Indraningsih et. al, (1995) mengadakan studi mengenai identifikasi kemiskinan di Jawa Timur dengan menggunakan model rumahtangga nelayan di agroekosistem pantai mengatakan bahwa indikator kemiskinan rumahtangga yang digunakan: (1) penguasaan aset produksi nelayan, yakni berdasarkan pemilikan alat tangkap. Hasil tangkapan ikan dipengaruhi oleh cuaca dan teknologi peralatan tangkap yang digunakan, (2) pola pengeluaran rumahtangga, dimana pendapatan suatu rumahtangga dapat diproksi dari tingkat pengeluaran rumahtangga baik

pangan maupun non pangan. Pangsa pengeluaran penduduk miskin pada agroekosistem pantai untuk pangan relatif lebih besar dibanding non pangan yakni sebesar 66 persen dari pengeluarannya, (3) sumber pendapatan, dimana perolehan sumber pendapatan rumahtangga nelayan pada agro ekosistem pantai adalah dari hasil tangkapan ikan atau usaha di dalam perikanan (sekitar 60 persen) dan usaha non perikanan (sekitar 23 persen). Gambaran ini menunjukkan bahwa usaha penangkapan ikan sebagai sumber pendapatan rumahtangga tampaknya belum disubstitusi secara berarti oleh sumber pendapatan lain termasuk usaha non perikanan, dan (4) aktivitas perikanan dan non perikanan, dimana nelayan di agroekosistem pantai masih sangat bergantung pada aktivitas sektor perikanan karena tingkat pendidikan yang rendah, keterampilan yang sangat terbatas serta tidak adanya penguasaan modal menyebabkan diversifikasi usaha sulit dilakukan rumahtangga nelayan.

Kemampuan nelayan untuk memperluas jaringan interaksi sosial juga sangat terbatas karena sebagian besar waktu tersita untuk melaut. Untuk agroekosistem pantai, kegiatan anggota rumahtangga terutama istri nelayan dapat dikonsentrasikan pada kegiatan industri rumahtangga namun tetap dengan memanfaatkan bahan baku dari produk perikanan setempat.

Mangkuprawira (1985) menggunakan model ekonomi rumahtangga dalam disertasinya, yakni mengkaji alokasi waktu dan kontribusi kerja anggota keluarga dalam kegiatan ekonomi rumahtangga di Kabupaten Sukabumi yang melihat perilaku pembagian kerja antara anggota rumahtangga beserta faktor-faktor yang mempengaruhinya dan melihat perilaku rumahtangga dalam memanfaatkan kesempatan ekonomi yang ada. Hasil penelitian yang diperoleh menunjukkan

bahwa faktor yang mempengaruhi alokasi waktu suami dan istri bekerja yaitu imbalan kerja, pendapatan rumahtangga serta jumlah anggota rumahtangga (usia kerja dan bukan usia kerja). Sedangkan respon penawaran tenaga kerja suami dan istri terhadap imbalan kerja bertanda positif. Ada kecenderungan semakin rendah lapisan ekonomi rumahtangga maka semakin tinggi respon suami dan istri dalam mencari nafkah.
━━━━━━
| Tugas |
Kutip persis bagian bacaan tentang ekonomi rumahtangga di atas, yang diawali kata-kata yang memuat "Mangkuprawira (1985) menggunakan" dan diakhiri "dalam mencari nafkah.". Entri di bawah ini tidak diperlukan.

[Entri tersimpan]
━━━━━━
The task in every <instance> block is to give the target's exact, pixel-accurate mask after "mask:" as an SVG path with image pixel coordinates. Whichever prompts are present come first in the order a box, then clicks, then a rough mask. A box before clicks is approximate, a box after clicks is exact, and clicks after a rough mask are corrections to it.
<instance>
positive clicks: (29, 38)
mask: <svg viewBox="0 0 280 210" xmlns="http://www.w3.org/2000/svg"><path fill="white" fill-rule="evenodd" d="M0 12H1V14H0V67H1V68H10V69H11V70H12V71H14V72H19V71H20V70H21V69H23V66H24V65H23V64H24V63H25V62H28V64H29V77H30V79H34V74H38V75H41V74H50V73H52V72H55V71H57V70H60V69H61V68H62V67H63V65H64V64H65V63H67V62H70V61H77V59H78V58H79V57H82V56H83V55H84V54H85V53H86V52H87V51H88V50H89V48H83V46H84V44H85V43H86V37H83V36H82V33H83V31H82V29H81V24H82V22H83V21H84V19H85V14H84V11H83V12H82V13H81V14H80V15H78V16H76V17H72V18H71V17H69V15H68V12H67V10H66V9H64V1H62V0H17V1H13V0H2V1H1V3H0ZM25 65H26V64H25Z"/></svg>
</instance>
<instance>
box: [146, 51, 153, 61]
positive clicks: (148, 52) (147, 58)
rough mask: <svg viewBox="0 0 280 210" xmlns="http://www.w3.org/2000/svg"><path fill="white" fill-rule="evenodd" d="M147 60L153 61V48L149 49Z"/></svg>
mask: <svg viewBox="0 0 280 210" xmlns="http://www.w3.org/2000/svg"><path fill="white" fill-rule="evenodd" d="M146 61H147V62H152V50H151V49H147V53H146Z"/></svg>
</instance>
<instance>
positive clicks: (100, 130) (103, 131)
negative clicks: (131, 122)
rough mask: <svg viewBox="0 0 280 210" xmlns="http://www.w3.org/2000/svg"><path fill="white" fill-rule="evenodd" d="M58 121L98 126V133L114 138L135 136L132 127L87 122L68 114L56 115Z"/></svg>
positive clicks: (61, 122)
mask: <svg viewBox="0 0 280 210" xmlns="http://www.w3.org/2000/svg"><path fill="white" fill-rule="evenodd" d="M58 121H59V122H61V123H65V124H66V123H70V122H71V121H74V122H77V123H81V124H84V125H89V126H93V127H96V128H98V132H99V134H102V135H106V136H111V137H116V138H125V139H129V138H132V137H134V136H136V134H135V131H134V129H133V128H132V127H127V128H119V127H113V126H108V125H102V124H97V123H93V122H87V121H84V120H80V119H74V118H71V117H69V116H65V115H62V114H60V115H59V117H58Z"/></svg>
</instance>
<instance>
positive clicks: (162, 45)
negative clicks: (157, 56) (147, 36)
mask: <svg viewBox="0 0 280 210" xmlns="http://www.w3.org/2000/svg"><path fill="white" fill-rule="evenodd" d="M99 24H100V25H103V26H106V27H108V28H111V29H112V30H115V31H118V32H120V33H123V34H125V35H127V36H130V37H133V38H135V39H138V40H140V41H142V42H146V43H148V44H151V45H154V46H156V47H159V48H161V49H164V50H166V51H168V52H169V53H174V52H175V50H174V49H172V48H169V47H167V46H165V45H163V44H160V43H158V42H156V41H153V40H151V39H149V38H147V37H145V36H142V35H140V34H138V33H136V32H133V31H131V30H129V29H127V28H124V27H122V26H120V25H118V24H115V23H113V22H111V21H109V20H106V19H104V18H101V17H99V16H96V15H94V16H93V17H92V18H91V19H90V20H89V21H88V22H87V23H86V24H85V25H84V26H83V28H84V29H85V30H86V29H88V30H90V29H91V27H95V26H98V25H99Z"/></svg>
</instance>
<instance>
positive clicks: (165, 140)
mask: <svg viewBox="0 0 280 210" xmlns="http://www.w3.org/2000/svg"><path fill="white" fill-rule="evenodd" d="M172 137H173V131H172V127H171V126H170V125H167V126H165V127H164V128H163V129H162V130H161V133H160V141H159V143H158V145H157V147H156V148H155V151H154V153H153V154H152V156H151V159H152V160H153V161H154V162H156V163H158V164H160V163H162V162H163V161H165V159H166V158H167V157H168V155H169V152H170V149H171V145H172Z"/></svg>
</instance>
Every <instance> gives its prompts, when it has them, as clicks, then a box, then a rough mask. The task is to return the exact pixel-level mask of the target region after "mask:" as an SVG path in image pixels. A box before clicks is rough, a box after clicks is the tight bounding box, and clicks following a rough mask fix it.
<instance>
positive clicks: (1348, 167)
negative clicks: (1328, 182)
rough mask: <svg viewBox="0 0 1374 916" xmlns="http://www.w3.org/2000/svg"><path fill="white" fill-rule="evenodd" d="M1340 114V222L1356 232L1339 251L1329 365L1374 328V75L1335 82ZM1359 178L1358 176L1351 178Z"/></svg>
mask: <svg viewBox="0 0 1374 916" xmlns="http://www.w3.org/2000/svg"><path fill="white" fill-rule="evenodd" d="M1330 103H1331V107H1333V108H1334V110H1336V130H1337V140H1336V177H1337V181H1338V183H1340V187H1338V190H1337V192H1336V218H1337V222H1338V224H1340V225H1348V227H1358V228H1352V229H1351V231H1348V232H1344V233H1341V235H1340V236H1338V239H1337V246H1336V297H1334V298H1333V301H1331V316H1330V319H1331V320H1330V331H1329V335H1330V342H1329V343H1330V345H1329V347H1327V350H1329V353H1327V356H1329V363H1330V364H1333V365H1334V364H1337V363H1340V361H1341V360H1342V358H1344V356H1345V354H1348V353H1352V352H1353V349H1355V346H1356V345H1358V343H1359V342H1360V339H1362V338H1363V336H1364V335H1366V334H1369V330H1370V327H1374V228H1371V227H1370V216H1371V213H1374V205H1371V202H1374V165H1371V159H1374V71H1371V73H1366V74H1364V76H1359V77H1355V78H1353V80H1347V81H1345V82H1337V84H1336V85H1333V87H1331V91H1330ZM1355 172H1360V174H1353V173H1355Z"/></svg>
━━━━━━
| Hasil |
Mangkuprawira (1985) menggunakan model ekonomi rumahtangga dalam disertasinya, yakni mengkaji alokasi waktu dan kontribusi kerja anggota keluarga dalam kegiatan ekonomi rumahtangga di Kabupaten Sukabumi yang melihat perilaku pembagian kerja antara anggota rumahtangga beserta faktor-faktor yang mempengaruhinya dan melihat perilaku rumahtangga dalam memanfaatkan kesempatan ekonomi yang ada. Hasil penelitian yang diperoleh menunjukkan

bahwa faktor yang mempengaruhi alokasi waktu suami dan istri bekerja yaitu imbalan kerja, pendapatan rumahtangga serta jumlah anggota rumahtangga (usia kerja dan bukan usia kerja). Sedangkan respon penawaran tenaga kerja suami dan istri terhadap imbalan kerja bertanda positif. Ada kecenderungan semakin rendah lapisan ekonomi rumahtangga maka semakin tinggi respon suami dan istri dalam mencari nafkah.